[Problem details]: Locate every row below that contains the string "shelf" and copy each of those rows. Case counts.

Records excerpted from a collection
————————

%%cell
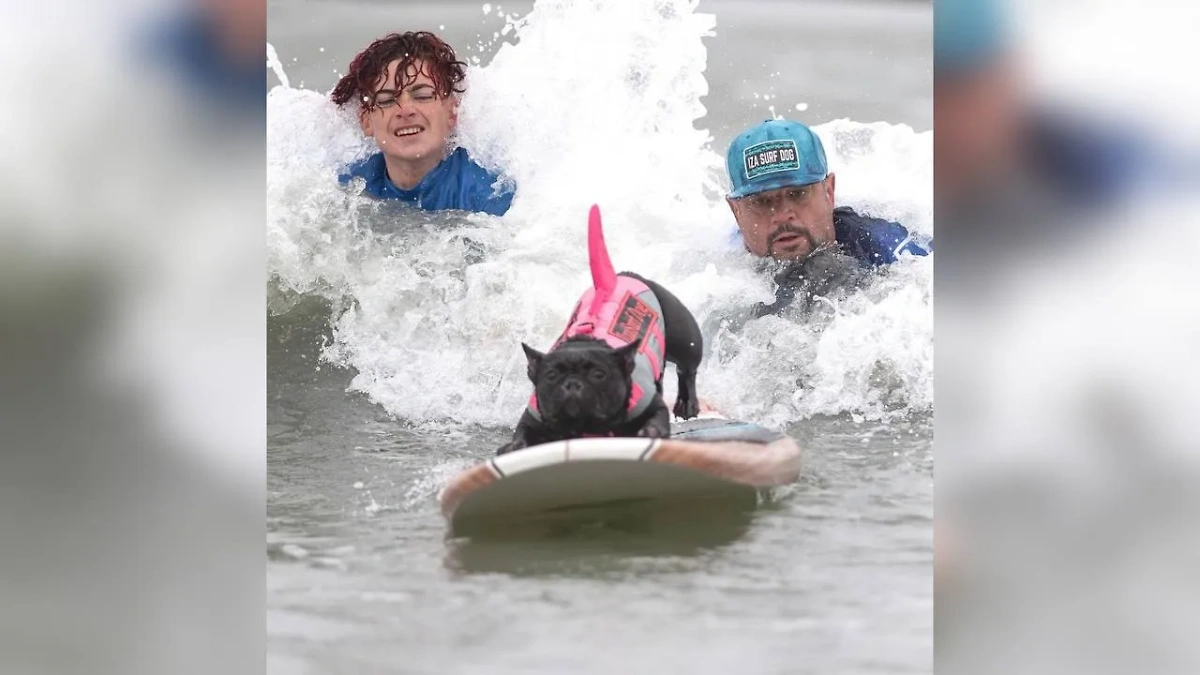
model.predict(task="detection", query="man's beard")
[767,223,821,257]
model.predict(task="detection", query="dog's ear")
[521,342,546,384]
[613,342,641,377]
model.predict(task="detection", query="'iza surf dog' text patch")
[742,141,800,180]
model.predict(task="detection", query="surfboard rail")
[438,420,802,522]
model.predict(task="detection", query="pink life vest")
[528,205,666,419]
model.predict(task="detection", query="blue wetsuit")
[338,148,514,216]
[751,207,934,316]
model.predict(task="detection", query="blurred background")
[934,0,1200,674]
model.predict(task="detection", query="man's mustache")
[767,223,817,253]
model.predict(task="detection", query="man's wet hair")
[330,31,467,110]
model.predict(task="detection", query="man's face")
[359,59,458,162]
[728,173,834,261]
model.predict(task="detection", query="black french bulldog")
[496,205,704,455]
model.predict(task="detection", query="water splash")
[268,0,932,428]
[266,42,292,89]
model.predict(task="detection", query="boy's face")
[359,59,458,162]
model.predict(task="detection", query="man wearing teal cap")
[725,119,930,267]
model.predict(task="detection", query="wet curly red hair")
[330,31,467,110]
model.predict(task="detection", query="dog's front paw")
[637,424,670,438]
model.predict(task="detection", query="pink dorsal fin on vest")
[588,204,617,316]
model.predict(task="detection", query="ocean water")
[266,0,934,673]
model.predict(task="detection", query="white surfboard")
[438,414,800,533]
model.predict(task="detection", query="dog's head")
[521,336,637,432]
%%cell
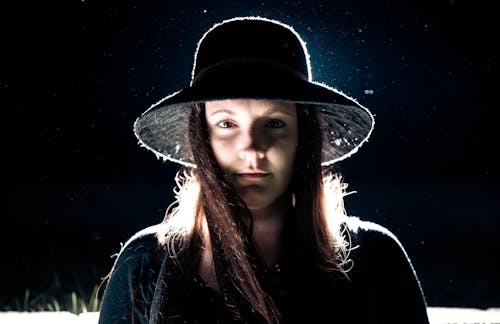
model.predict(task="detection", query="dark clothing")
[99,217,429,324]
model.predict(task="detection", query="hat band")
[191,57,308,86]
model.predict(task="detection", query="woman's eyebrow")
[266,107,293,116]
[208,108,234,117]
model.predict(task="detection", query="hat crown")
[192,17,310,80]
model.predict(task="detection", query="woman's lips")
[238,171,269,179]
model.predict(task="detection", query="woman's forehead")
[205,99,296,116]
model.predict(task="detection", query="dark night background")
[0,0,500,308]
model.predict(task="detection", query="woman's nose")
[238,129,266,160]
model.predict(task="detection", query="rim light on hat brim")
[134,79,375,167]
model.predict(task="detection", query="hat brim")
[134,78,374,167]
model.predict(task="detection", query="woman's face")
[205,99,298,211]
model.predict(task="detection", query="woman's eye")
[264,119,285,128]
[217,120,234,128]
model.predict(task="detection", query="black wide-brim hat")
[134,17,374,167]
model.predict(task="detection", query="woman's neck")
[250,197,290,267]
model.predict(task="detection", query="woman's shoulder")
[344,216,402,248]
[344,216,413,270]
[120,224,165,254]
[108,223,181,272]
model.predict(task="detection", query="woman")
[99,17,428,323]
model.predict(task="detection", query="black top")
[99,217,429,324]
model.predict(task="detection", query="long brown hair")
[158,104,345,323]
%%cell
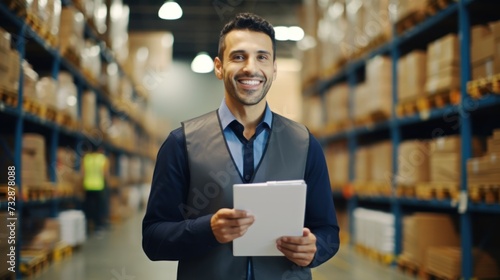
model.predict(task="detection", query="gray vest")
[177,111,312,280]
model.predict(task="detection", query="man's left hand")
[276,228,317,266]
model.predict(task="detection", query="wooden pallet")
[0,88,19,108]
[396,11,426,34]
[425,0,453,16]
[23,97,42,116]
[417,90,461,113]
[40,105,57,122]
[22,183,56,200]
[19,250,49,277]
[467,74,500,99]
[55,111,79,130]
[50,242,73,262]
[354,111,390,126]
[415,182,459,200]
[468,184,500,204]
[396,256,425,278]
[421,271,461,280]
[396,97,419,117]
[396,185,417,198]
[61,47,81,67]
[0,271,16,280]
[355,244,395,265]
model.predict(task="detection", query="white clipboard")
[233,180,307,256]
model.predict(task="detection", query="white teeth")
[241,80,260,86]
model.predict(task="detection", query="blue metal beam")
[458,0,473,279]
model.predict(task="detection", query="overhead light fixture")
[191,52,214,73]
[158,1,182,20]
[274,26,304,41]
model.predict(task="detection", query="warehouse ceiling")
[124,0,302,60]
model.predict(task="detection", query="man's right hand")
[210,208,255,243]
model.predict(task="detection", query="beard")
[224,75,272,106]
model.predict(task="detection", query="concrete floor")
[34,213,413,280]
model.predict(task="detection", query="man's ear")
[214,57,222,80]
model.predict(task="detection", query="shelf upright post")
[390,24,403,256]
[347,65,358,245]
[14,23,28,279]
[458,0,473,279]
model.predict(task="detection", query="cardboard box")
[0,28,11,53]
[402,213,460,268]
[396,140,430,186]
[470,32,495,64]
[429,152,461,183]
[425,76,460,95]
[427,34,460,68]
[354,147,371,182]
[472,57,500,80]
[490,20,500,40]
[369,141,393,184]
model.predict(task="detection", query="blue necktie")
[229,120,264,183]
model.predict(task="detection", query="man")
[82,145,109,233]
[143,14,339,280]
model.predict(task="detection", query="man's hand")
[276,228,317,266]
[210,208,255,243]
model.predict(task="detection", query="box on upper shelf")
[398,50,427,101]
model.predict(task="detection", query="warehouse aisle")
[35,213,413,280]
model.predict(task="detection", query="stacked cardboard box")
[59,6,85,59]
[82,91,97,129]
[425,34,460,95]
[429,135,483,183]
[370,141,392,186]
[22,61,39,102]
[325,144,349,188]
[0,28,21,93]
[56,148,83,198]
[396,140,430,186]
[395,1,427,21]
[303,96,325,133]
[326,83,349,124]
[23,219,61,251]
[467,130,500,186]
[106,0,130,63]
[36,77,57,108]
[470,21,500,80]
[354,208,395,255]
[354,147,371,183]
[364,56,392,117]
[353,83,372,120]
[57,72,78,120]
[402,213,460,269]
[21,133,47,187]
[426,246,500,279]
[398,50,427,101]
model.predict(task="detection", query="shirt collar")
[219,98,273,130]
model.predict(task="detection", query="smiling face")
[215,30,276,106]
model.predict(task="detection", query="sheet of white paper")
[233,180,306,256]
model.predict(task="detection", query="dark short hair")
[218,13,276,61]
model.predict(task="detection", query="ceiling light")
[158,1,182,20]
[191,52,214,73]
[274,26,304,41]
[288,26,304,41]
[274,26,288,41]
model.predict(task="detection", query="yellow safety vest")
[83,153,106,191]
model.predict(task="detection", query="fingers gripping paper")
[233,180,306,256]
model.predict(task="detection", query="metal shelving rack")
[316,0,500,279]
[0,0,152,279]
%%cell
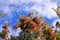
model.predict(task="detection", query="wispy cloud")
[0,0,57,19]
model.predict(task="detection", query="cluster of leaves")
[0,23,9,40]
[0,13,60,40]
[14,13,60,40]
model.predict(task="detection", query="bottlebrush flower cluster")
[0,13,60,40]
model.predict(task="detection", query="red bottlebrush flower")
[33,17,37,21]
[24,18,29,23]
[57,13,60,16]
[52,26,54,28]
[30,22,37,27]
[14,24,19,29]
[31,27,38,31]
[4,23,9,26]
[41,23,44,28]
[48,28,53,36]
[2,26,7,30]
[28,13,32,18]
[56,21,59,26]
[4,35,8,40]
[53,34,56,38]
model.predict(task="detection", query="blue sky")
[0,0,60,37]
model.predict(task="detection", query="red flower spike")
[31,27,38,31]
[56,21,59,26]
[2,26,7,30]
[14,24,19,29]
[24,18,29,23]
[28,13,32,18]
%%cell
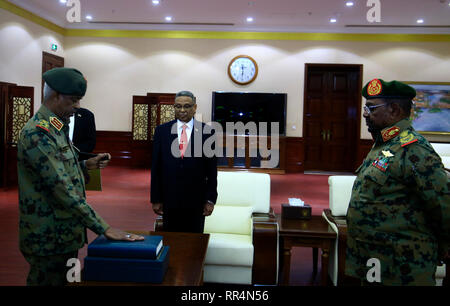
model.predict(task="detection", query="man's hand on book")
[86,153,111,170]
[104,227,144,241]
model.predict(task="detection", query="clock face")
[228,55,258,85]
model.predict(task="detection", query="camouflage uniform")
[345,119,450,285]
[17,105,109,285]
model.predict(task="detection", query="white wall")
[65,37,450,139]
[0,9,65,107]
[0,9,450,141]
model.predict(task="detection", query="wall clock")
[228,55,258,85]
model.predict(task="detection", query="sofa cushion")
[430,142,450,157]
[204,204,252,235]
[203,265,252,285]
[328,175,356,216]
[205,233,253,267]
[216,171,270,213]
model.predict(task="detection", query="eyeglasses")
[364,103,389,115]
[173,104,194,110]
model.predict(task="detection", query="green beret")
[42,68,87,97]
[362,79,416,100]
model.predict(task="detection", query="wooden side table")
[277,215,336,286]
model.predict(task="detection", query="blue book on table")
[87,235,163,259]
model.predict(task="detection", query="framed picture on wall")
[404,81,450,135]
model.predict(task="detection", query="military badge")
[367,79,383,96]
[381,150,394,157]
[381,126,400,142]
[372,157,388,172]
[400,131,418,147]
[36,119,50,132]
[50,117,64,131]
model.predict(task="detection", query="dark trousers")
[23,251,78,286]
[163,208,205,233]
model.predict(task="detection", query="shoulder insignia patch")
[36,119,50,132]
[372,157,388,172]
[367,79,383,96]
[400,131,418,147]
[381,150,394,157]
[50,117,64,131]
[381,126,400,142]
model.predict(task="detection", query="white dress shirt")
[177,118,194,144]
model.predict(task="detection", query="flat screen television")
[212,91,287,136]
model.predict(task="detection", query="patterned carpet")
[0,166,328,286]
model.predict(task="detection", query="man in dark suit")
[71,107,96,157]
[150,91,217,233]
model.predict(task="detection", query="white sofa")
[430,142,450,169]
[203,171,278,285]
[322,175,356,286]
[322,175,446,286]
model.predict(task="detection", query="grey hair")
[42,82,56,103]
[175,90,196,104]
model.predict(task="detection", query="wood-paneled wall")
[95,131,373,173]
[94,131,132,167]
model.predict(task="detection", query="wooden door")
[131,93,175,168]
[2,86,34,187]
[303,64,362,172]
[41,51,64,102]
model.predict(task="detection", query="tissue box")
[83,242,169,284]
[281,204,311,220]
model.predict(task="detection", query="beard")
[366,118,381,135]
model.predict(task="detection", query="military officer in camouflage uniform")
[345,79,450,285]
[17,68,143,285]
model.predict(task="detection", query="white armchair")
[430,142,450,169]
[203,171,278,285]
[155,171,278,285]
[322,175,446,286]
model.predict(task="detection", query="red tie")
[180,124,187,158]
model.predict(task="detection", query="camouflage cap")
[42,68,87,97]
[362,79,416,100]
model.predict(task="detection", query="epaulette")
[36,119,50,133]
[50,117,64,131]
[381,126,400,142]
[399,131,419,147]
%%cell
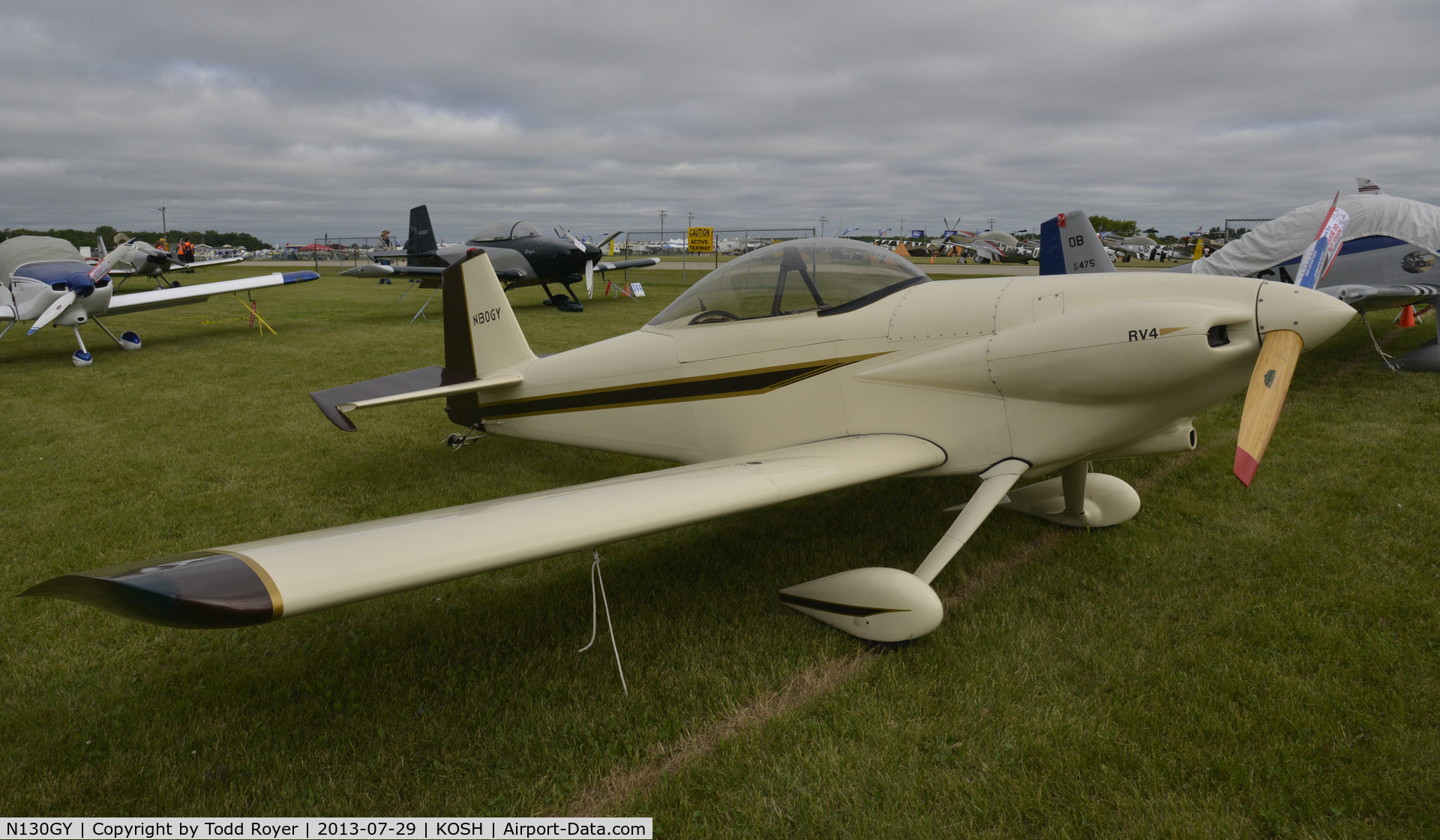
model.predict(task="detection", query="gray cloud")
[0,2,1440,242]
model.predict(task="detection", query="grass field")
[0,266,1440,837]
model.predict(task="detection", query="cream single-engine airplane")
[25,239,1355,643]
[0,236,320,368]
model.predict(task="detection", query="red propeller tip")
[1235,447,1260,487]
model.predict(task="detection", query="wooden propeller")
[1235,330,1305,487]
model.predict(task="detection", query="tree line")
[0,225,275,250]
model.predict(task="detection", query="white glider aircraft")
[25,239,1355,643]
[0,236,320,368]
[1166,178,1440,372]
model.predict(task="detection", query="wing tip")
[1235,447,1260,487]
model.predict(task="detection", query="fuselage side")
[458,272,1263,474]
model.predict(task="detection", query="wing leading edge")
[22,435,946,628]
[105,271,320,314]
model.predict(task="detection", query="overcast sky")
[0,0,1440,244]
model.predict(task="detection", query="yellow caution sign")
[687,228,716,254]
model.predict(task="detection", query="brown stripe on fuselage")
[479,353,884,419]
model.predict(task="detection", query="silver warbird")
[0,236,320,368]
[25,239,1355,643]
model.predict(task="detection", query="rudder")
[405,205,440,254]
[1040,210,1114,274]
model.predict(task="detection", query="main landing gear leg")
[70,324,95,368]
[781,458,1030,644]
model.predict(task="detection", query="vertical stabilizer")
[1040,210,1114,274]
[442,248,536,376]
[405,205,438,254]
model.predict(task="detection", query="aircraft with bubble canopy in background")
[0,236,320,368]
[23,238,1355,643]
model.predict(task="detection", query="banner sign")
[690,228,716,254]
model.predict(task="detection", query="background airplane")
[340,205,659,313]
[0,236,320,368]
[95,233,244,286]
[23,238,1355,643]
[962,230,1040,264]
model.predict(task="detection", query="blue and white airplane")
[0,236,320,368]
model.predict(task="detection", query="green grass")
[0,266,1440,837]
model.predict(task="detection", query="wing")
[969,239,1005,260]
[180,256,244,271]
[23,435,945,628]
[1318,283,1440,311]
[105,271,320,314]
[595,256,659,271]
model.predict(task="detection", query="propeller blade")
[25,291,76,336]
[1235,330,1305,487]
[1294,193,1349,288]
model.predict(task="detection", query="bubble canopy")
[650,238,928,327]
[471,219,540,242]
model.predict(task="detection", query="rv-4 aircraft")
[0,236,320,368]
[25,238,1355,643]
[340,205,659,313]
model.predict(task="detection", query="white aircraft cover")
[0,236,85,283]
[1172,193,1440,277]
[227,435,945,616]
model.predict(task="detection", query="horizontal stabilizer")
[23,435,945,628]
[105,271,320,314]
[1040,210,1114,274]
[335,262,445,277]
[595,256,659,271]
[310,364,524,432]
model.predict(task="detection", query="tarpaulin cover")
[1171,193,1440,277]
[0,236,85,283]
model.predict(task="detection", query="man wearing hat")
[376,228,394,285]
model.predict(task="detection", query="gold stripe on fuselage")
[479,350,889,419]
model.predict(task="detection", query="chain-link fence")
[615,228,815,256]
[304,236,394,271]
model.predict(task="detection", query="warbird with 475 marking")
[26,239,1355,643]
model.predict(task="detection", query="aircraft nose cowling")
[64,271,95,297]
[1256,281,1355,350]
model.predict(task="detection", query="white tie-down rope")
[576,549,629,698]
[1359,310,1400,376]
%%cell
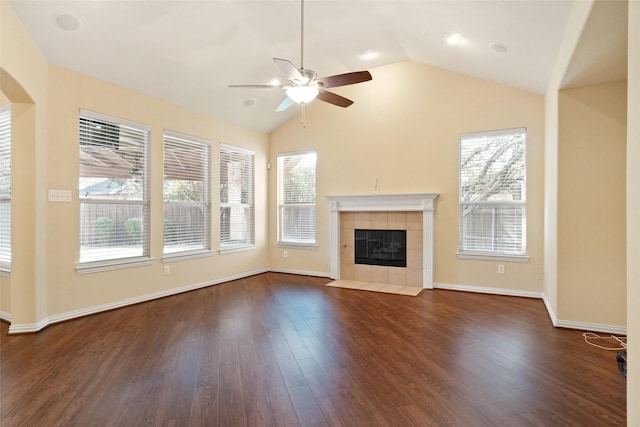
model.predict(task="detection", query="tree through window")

————————

[The completed task]:
model.predict(task="detection", query="shelf upright post")
model.predict(task="detection", query="box on upper shelf")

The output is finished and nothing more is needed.